→ Attività da svolgere:
- a) Chi ha scritto e diretto il film di cui parla il testo su Margaret?
- b) Elenca tutti gli attori nominati nel testo su Margaret.
- c) Trascrivi dal testo su Margaret il passo che comincia con "Margaret è un" e prosegue fino a "e Mark Ruffalo.".

→ Estratto del testo:

▬▬▬▬▬▬

Margaret è un film del 2011 scritto e diretto da Kenneth Lonergan che ha come protagonista la bravissima Anna Paquin, che dopo l’Oscar per Il pianista si è un po’ persa per strada, e che vede la partecipazione di Matt Damon e Mark Ruffalo.
Il film in realtà non è del 2011 ma del 2005 (girato in quest’anno per essere distribuito nel 2007), come si poteva immaginare. Infatti quando mi sono trovata davanti i tre attori giovanissimi, o almeno molto più giovani di quanto potessero essere nel 2011, sono rimasta a bocca aperta. Ha dovuto affrontare lunghe traversie, i produttori volevano che venisse accorciato (inizialmente la durata si aggirava intorno alle tre ore) e il regista, reduce da una nomination all’Oscar per Conta su di me, non voleva acconsentire. Alla fine è stato rimontato e completato a singhiozzo arrivando alla forma finale solo nel 2011.

▬▬▬▬▬▬

→ Insieme di dati:
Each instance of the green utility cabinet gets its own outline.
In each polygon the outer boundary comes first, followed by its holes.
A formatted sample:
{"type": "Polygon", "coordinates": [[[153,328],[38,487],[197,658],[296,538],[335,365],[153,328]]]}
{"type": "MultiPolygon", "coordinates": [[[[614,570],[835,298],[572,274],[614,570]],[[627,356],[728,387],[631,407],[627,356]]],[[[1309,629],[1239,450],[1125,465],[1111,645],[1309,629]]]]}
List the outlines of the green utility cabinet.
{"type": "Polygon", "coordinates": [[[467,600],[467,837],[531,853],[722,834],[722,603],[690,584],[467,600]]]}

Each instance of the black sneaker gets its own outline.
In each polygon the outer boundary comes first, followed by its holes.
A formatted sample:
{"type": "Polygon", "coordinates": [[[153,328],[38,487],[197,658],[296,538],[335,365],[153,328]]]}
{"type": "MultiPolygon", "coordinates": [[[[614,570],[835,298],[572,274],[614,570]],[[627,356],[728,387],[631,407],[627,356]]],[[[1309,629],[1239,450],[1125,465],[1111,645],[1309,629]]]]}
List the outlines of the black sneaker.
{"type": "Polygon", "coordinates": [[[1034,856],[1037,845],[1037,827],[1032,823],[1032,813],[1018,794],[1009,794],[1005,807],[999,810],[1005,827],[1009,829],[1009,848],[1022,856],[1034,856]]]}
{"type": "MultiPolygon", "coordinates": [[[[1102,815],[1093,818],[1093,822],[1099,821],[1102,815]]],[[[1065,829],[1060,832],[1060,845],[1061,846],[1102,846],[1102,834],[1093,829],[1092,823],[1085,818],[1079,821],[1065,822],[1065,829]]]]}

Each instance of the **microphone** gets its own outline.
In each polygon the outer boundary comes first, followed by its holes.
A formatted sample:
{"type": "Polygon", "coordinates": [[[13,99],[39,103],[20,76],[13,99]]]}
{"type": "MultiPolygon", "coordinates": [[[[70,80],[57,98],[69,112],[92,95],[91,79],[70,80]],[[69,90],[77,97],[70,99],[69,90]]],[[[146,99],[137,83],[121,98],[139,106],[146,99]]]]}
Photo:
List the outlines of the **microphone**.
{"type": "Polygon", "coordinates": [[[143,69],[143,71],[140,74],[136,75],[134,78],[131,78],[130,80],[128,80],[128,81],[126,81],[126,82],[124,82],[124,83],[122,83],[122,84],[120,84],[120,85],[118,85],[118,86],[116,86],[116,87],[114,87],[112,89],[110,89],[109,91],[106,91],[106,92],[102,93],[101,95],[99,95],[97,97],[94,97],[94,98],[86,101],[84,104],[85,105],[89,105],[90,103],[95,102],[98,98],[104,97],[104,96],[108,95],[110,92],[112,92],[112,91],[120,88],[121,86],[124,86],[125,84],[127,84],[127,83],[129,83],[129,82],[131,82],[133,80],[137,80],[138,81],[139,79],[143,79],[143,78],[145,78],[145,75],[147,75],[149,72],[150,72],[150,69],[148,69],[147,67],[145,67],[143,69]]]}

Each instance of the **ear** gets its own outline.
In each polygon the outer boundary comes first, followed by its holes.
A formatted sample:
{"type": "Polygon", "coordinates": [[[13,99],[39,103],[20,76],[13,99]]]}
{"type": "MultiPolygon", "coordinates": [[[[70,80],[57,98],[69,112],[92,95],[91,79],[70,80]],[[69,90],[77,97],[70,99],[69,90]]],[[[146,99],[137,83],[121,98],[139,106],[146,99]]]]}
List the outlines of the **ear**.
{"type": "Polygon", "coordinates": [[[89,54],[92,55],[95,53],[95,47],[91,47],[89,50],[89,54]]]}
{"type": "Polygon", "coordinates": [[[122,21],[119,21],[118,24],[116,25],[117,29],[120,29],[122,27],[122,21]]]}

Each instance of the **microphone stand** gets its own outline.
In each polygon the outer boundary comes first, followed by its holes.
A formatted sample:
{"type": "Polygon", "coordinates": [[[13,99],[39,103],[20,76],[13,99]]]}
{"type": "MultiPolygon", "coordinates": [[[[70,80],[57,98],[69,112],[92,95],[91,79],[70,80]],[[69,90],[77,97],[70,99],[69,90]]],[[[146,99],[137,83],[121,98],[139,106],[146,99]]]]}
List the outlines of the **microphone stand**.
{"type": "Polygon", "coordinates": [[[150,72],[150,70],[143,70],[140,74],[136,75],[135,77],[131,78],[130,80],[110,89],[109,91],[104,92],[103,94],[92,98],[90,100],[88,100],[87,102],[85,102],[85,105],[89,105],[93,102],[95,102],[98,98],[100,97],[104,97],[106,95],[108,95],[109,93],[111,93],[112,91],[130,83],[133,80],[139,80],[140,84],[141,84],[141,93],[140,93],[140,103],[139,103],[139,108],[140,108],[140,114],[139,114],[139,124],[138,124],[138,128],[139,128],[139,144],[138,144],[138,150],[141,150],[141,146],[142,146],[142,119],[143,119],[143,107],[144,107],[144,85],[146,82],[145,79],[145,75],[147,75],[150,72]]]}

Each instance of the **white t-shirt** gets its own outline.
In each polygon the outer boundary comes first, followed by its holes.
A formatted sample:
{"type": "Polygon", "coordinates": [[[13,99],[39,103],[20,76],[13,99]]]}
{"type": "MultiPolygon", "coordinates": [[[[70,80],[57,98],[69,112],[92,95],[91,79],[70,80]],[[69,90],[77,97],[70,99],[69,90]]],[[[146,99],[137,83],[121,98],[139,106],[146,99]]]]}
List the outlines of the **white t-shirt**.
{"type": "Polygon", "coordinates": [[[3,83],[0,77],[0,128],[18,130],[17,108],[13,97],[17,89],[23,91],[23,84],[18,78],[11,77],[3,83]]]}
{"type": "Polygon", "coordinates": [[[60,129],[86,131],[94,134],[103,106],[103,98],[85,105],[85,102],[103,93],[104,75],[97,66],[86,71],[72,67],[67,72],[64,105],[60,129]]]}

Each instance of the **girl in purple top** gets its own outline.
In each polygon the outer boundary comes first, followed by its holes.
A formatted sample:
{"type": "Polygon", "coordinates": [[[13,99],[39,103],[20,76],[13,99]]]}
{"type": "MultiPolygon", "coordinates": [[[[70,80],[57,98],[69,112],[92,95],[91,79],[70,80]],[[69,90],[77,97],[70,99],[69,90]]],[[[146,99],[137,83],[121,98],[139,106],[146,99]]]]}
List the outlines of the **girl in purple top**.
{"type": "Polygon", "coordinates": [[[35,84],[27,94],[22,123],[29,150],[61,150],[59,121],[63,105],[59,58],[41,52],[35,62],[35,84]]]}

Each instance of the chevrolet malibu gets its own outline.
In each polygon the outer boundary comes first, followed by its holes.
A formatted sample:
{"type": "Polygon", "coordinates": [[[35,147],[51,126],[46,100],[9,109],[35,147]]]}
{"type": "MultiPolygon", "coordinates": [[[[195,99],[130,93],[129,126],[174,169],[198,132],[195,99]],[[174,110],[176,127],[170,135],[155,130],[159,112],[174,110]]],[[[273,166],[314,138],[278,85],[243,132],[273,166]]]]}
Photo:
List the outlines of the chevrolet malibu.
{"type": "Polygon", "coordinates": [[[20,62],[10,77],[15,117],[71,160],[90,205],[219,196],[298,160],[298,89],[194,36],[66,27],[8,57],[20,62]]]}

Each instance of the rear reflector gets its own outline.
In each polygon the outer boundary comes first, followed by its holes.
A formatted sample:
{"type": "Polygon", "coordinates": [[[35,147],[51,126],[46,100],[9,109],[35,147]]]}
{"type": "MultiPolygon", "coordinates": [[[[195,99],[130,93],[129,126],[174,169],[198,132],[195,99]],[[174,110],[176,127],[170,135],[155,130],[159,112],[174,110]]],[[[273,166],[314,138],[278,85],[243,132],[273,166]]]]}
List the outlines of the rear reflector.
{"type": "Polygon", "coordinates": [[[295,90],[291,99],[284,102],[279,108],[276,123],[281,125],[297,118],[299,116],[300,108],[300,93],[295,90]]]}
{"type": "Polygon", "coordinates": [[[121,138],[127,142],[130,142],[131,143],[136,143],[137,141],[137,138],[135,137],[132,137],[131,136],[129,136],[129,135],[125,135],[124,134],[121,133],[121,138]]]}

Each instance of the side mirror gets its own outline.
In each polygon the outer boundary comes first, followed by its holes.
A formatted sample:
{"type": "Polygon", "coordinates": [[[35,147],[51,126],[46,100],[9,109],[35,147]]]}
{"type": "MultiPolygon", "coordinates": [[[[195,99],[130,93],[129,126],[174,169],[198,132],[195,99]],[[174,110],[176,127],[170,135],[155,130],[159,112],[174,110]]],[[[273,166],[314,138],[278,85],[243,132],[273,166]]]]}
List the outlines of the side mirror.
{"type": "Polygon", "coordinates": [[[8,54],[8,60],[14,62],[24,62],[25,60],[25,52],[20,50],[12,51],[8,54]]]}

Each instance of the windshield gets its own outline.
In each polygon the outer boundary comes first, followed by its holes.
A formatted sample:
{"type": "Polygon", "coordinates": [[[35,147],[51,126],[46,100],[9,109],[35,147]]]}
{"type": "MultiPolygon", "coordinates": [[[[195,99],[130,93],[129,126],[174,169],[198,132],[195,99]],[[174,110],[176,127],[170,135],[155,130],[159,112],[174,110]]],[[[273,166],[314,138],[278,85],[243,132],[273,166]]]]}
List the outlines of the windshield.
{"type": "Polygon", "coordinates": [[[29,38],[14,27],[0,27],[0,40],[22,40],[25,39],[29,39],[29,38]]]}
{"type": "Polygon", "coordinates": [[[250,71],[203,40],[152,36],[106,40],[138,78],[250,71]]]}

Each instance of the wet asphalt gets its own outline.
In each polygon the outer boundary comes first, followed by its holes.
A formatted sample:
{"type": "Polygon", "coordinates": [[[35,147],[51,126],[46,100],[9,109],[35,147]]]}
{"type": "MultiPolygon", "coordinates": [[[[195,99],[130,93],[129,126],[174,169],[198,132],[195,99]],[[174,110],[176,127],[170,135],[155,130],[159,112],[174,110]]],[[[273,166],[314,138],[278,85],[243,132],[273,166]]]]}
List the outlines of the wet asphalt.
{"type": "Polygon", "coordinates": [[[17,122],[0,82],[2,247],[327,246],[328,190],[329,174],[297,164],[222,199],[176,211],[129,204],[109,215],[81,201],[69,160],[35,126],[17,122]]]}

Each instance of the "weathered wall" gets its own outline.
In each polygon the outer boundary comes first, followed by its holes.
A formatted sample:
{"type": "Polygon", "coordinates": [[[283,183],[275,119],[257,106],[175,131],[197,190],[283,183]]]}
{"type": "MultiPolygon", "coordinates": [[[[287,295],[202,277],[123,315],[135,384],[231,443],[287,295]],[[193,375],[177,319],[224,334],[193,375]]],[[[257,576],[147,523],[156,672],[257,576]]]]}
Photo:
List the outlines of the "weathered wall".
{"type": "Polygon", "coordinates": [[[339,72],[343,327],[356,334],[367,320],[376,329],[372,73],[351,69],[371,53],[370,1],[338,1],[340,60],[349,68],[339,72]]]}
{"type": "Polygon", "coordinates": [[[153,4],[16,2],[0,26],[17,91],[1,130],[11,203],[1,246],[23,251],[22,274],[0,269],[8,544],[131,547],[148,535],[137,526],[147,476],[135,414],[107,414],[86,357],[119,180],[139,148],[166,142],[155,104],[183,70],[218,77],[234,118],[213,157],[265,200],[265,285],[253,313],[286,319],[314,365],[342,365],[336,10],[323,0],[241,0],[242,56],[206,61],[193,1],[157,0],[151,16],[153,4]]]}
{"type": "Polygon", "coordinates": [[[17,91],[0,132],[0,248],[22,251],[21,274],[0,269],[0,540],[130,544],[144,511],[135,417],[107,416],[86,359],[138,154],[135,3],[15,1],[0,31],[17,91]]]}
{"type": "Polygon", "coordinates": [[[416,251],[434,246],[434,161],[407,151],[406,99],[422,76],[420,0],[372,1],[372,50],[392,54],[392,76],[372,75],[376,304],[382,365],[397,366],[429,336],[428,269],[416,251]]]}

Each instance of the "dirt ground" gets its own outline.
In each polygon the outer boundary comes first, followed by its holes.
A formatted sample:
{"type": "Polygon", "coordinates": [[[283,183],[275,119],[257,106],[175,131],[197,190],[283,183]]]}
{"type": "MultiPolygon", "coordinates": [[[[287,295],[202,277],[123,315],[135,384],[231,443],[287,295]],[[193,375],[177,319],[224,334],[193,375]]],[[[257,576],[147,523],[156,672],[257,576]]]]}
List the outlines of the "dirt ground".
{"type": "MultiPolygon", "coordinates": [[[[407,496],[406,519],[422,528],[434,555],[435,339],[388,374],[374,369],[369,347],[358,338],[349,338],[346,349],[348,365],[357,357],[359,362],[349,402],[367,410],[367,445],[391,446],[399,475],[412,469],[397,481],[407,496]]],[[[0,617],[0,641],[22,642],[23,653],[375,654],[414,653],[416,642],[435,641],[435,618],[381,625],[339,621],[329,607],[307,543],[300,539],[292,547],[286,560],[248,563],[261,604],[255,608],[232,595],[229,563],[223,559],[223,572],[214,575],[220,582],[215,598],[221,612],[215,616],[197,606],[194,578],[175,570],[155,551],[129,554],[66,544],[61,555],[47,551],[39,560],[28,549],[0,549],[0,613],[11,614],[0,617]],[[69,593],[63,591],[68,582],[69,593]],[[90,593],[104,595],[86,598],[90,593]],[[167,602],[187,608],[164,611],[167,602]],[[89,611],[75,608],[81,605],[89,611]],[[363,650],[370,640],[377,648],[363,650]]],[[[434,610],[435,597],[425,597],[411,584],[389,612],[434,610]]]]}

▬▬▬▬▬▬

→ Risultati per attività:
- a) Kenneth Lonergan.

- b) Anna Paquin, Matt Damon, Mark Ruffalo

- c)
Margaret è un film del 2011 scritto e diretto da Kenneth Lonergan che ha come protagonista la bravissima Anna Paquin, che dopo l’Oscar per Il pianista si è un po’ persa per strada, e che vede la partecipazione di Matt Damon e Mark Ruffalo.